[Dataset entries]
=-=-=

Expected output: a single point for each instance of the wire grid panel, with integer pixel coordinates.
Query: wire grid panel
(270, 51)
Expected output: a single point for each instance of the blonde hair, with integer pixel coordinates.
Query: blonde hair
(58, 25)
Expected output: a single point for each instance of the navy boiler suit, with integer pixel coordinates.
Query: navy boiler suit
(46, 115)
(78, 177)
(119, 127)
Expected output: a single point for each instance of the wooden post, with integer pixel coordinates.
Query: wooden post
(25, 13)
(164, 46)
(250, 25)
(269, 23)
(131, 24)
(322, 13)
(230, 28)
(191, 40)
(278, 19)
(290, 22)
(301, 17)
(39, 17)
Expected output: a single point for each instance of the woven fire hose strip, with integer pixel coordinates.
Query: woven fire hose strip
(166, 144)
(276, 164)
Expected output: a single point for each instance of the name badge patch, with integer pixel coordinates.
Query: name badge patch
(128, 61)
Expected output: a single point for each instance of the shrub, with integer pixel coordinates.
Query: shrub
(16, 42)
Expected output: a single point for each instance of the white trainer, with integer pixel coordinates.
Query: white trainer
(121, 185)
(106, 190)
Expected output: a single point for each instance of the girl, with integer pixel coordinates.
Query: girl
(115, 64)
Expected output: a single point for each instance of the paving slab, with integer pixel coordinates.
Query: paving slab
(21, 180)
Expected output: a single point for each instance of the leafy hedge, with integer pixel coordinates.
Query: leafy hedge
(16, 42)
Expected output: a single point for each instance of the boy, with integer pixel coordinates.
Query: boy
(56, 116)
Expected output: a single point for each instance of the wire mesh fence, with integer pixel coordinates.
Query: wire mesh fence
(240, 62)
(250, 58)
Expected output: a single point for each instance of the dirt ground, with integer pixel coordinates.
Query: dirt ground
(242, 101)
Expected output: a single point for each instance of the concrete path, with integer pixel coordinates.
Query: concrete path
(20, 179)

=-=-=

### Exercise instructions
Copy out the line holding "Query: leafy hedge" along with all lines after it through the end of the entries, exactly and only these.

### Expected output
Query: leafy hedge
(16, 42)
Expected output: a single point for each instance of the boy, with integer pixel coordinates.
Query: boy
(56, 116)
Expected output: a single point for each instance of the wire mesh fence, with integer pixel coordinates.
Query: wire mesh fence
(240, 62)
(250, 58)
Expected output: a single point for each instance of the dirt ground, with integer pixel coordinates.
Query: dirt ground
(242, 101)
Expected output: a single point for each instance of the concrete path, with integer pixel coordinates.
Query: concrete path
(20, 179)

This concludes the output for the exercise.